### [INSTRUCTIONS TO FOLLOW]
Rewrite the records starting at the line containing "Indicate every instance of the white upper" and ending at the line containing "(823, 1355)", including the request lines. Adjust every coordinate value in the answers by adding 49 to it.

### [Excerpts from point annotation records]
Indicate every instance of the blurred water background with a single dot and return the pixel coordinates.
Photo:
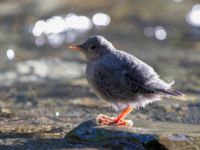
(42, 81)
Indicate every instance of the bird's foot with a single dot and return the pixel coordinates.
(106, 120)
(119, 121)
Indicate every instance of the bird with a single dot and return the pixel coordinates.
(121, 79)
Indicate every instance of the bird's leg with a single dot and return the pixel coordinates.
(119, 120)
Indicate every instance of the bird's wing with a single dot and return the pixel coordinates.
(119, 83)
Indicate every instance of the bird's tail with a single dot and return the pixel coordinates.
(172, 92)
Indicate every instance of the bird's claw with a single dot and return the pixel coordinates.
(106, 120)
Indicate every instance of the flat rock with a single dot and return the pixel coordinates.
(144, 135)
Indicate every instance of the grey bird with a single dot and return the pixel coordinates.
(121, 79)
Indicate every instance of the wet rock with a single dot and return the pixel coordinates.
(91, 135)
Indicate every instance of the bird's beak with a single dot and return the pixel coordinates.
(76, 47)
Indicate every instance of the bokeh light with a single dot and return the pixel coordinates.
(10, 54)
(193, 17)
(160, 33)
(101, 19)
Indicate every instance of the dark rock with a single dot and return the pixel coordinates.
(89, 134)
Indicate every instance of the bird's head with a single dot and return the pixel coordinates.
(94, 48)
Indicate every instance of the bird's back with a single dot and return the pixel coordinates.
(122, 76)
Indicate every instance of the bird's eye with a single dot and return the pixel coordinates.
(93, 47)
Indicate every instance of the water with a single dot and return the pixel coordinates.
(42, 81)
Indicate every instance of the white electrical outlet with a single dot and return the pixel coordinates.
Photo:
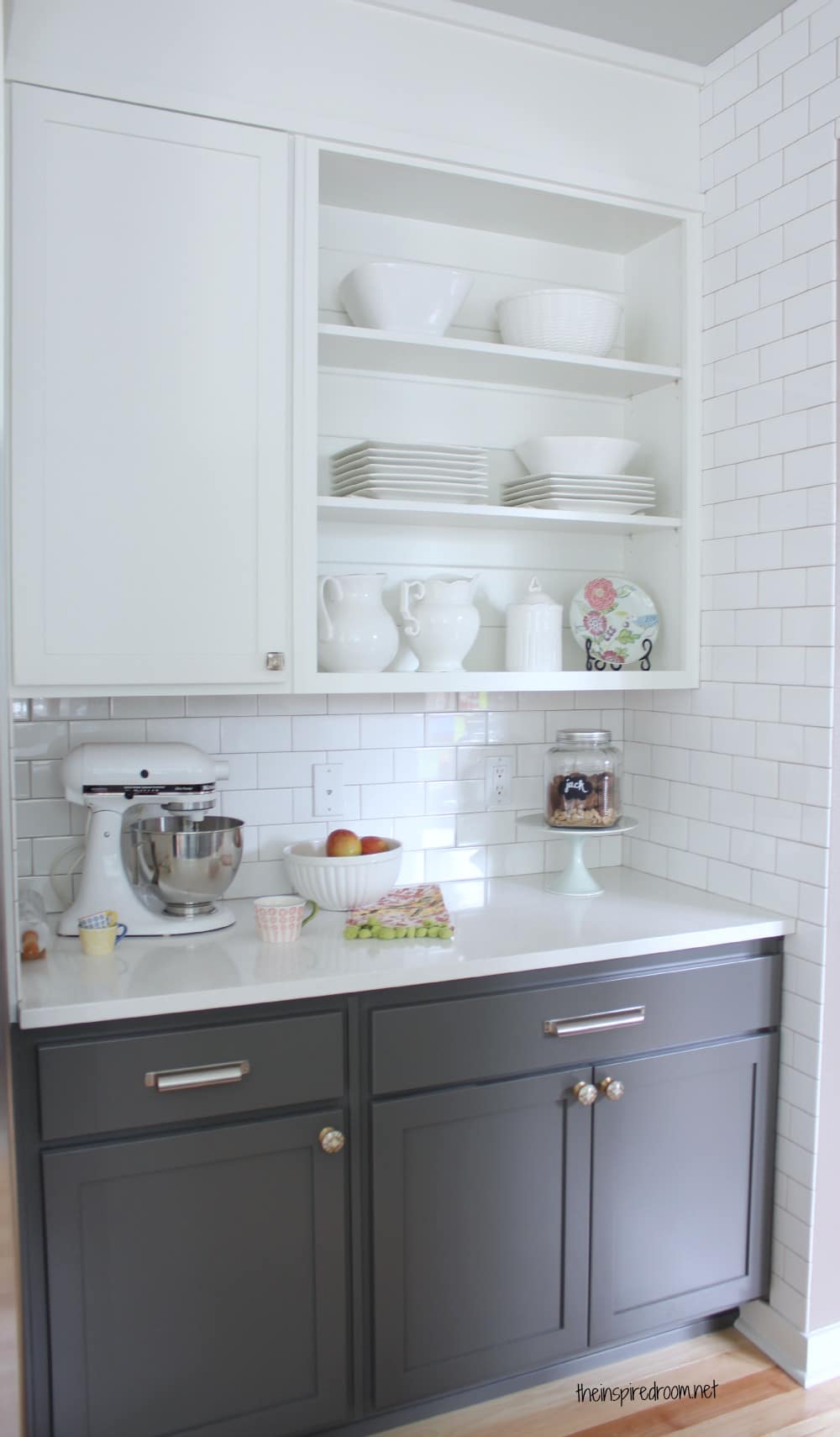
(328, 782)
(497, 781)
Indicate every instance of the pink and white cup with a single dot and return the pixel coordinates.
(281, 919)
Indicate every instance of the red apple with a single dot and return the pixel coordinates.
(344, 844)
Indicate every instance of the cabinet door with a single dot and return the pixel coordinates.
(682, 1171)
(150, 455)
(480, 1234)
(197, 1283)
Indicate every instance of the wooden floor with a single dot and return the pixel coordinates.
(754, 1398)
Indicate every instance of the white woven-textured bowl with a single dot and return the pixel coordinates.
(342, 882)
(579, 321)
(576, 455)
(418, 299)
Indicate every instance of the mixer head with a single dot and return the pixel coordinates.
(115, 775)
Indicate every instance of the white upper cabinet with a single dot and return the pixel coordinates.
(150, 426)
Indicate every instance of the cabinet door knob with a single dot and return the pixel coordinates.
(586, 1092)
(331, 1140)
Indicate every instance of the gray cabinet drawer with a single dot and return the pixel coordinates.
(429, 1045)
(107, 1085)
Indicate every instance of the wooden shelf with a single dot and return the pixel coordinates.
(374, 350)
(486, 516)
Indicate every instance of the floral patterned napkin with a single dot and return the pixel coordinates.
(404, 913)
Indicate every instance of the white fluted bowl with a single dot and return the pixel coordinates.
(342, 882)
(579, 321)
(576, 455)
(404, 297)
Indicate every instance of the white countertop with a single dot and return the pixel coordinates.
(501, 926)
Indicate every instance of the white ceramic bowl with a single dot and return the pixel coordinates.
(576, 455)
(342, 882)
(418, 299)
(579, 321)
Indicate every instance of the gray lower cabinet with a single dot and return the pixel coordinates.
(197, 1282)
(187, 1242)
(681, 1186)
(480, 1234)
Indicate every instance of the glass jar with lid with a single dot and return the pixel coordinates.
(583, 775)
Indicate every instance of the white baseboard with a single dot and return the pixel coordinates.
(809, 1358)
(823, 1355)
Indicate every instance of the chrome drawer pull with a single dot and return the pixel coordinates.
(178, 1078)
(593, 1022)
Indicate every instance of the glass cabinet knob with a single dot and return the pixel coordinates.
(586, 1092)
(331, 1140)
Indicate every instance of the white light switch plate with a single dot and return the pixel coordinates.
(328, 781)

### [RESPONSE TO THIS TASK]
Indicate every instance of the white upper cabinet with a single dot and return the pixel coordinates.
(199, 475)
Indicate every instance of the cabinet door knob with a single dot and return the pixel coordinates.
(635, 1141)
(380, 1189)
Indicate every instance of the gray cabinet drawer with a single dot and return the pixel coordinates.
(478, 1094)
(156, 1134)
Indicate every instance of the wooden shelf with a single dot and return the pixel coordinates.
(423, 399)
(535, 565)
Indicate every instance of the floral patterned napkin with a single dot and return the pixel coordinates.
(453, 962)
Indicate every instance of the white fluted bowl with a single dot and return the pixel coordinates.
(391, 931)
(628, 370)
(625, 504)
(453, 346)
Indicate every instance of the white countertop with a single dot and return the pixel coordinates.
(550, 975)
Indicate every instance of the white ceramic bowl with a single dot and return the pixel coordinates.
(625, 504)
(391, 931)
(467, 348)
(628, 370)
Indicate every instance of the gray lower cabinet with a single dot and return the pixel coordinates.
(246, 1331)
(236, 1291)
(730, 1235)
(529, 1283)
Indicate every instance of the glass jar with lid with a single dot and return the pixel coordinates.
(632, 824)
Indicate every instance of the white baseboard with a single dot and return the pixel coordinates.
(858, 1407)
(872, 1404)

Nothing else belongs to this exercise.